Text below:

The book Job Hunting For The So-called Handicapped by Richard Bolles says that there is two kinds of oppression: internal, and external. For the disabled, external oppression can be hidden in the velvet glove of kindness and people’s wantin g to shield you from difficulty. I wanted to be a nurse–I was five and was watching the British equivallent to General Hospital. My well meaning (and hemaphobic) mother told me that I didn’t want to be a nurse. But even though I was so young I’ve regretted listening to her ever since. Perhaps the physical limitations would have gotten in the way, but if I’d had the opportunity to explore areas of the health/medical field that I could have done, I would have been much more prepared to answer the question “What do you want to do?”
As mentioned above, there is also internal oppression. This has to do with a person’s thinking and beliefs. The disabled are prone to think we deserve these problems and that we are less than others. This results in a big “Can’t” over our lives. We Can’t work, we can’t look for a job, or at least not without help. And that we should be grateful to anyone who even thinks of hiring us. I’ve had this can’t over my life, and it’s almost impossible to dislodge, especially when it’s been ingrained by well meaning family members from childhood. Mine even included things children like to do, let alone making my way in the wold of adult employment.
Once you have begun to think the advice you’ve been given is right, easy to do when you’re five, and become depressed, and never look for ways to prove them wrong; also to do when you have no power.
When we have this in our faces it’s very easy to think (or be told) that assistance is your only option. The problem is that these agencies insist that you prove that you are not able to work-period. This is not true in my case, and maybe yours as well.

End of Text.
Listed entries below:

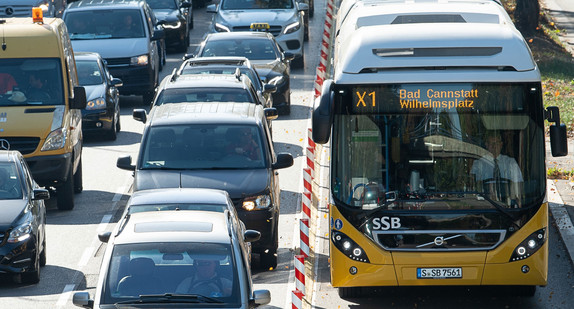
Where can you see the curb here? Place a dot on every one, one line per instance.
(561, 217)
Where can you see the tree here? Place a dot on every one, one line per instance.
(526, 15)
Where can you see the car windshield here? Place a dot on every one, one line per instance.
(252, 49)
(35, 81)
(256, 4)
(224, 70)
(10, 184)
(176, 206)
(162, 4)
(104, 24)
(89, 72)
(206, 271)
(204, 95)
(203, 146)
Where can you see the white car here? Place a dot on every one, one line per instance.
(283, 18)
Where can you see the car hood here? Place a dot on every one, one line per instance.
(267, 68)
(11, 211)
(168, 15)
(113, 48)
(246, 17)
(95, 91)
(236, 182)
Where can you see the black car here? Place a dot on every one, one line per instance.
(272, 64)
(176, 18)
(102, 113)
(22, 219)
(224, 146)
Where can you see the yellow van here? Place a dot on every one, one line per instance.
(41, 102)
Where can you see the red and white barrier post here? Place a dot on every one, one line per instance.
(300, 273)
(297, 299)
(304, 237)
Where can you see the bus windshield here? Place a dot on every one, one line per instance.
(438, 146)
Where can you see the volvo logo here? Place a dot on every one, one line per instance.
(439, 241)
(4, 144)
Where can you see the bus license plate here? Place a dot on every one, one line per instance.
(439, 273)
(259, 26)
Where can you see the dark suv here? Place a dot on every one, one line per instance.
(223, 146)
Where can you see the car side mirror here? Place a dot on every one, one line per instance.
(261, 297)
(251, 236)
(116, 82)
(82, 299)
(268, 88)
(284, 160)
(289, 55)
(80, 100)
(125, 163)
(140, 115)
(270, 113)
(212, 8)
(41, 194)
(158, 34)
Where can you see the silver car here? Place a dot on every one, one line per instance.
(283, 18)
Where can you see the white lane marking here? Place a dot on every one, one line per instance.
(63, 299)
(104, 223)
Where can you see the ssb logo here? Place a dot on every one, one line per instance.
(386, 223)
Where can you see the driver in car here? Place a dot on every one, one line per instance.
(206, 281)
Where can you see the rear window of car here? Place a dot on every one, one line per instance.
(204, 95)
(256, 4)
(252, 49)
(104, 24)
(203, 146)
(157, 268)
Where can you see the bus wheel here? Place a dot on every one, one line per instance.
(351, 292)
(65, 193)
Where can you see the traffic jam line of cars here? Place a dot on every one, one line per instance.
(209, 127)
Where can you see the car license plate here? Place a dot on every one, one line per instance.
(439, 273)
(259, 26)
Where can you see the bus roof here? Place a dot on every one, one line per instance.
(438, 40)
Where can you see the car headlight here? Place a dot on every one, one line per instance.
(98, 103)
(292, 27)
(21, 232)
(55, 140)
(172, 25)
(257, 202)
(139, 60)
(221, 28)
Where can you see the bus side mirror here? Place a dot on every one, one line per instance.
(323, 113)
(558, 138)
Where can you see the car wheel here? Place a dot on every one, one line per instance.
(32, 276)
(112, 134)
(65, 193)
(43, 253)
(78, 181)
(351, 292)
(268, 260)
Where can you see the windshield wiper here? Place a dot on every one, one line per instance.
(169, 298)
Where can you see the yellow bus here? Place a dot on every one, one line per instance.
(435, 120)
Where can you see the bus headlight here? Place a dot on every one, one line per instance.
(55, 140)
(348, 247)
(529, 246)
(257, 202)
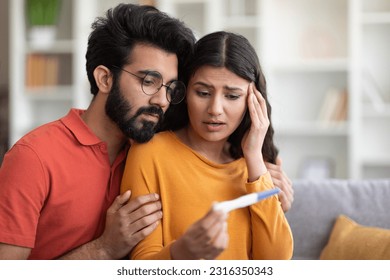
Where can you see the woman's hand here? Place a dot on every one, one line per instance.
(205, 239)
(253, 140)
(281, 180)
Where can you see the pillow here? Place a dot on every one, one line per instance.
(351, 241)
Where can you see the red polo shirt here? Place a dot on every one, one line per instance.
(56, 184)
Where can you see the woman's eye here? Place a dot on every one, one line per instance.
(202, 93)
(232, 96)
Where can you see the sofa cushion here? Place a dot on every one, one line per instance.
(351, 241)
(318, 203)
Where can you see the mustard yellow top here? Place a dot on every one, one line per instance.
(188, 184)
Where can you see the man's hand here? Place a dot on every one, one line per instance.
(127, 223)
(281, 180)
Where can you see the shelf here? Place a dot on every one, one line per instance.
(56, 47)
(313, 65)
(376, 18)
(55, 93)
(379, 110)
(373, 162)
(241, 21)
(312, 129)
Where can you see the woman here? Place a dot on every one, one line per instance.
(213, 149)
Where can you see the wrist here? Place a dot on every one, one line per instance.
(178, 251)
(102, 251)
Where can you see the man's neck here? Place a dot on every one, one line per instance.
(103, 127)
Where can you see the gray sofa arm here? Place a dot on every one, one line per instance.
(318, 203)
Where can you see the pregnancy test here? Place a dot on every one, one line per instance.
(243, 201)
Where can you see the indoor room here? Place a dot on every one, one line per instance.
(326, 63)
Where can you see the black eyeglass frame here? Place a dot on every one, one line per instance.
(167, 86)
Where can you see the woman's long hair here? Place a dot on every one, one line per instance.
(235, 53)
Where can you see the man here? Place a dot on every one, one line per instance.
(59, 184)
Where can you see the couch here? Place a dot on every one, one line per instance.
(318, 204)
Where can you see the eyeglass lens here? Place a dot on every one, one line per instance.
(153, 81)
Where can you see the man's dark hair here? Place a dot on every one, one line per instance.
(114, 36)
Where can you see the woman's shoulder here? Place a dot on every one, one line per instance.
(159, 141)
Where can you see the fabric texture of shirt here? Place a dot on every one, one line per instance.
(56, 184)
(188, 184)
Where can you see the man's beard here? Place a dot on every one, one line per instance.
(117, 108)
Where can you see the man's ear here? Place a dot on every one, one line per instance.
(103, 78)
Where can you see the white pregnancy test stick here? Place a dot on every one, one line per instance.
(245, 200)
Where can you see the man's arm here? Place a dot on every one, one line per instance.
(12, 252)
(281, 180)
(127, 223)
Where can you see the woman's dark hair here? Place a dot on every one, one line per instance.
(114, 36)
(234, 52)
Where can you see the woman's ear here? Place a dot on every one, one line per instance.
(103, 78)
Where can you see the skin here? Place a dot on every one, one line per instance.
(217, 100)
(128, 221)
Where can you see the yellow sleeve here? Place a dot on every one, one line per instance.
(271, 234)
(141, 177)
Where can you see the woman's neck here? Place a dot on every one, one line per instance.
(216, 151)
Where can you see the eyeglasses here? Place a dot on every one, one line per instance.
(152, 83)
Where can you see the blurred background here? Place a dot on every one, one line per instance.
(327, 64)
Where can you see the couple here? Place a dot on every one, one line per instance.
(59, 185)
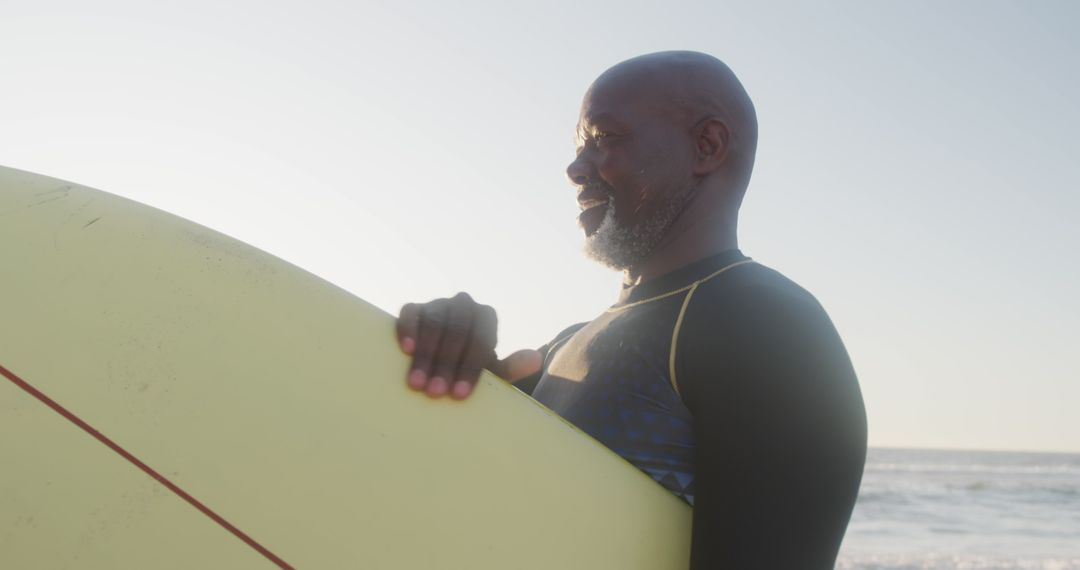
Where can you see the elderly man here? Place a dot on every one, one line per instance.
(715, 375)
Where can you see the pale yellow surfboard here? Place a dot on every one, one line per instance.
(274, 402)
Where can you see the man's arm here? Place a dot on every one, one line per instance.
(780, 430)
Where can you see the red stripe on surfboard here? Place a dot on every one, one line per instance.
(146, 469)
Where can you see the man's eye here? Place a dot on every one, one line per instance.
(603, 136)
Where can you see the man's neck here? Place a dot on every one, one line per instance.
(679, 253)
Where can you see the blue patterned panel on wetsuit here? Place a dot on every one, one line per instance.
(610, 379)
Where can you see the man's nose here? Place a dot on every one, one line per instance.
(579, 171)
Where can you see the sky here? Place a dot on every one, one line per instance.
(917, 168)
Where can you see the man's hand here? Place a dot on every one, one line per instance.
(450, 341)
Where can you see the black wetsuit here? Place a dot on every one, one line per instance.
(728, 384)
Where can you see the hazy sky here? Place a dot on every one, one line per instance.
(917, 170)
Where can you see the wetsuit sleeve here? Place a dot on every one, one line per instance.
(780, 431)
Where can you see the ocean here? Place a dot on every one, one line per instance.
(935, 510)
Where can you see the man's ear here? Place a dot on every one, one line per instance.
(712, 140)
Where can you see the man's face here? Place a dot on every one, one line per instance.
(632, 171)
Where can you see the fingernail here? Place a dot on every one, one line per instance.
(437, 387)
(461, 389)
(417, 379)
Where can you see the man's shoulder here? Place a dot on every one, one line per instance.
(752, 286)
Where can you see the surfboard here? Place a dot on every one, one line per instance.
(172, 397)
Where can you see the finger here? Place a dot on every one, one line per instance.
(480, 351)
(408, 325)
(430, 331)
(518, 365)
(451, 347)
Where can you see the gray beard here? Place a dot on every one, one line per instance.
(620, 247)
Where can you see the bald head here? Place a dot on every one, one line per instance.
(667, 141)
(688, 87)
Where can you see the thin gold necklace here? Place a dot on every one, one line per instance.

End of Listed entries.

Write out the passage on internal and external oppression, starting at "When we have" and ending at "yours as well.".

[Task response]
When we have this in our faces it’s very easy to think (or be told) that assistance is your only option. The problem is that these agencies insist that you prove that you are not able to work-period. This is not true in my case, and maybe yours as well.